Exercise instructions:
Rewrite the listing below with every occurrence of "photo" swapped for "image", keeping all other text unchanged. Omit the pictures from your answer.

Given records:

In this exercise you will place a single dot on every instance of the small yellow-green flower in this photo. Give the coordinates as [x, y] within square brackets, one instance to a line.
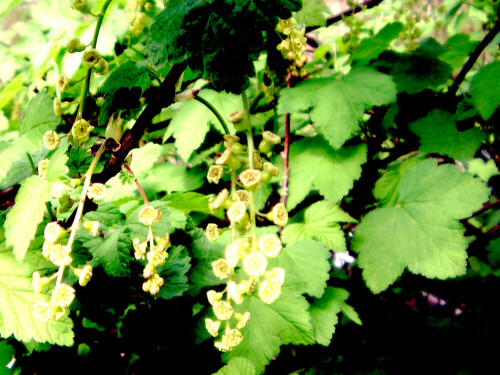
[148, 215]
[222, 310]
[255, 264]
[221, 268]
[212, 326]
[215, 173]
[51, 140]
[63, 295]
[270, 245]
[97, 192]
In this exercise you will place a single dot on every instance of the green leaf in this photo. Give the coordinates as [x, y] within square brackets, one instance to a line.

Answer for the task:
In this exercise you will place a single dot on every instance of the small yellow-green flower in this image. Give the coordinates as [x, y] within square brackets, one instance to a line.
[148, 215]
[222, 310]
[255, 264]
[221, 268]
[212, 326]
[215, 173]
[51, 140]
[63, 295]
[270, 245]
[97, 192]
In this exercise you will place a single dot on every instance of the green leaf in this image. Give the coordinates as [x, y] within square brackets, one instance to a line.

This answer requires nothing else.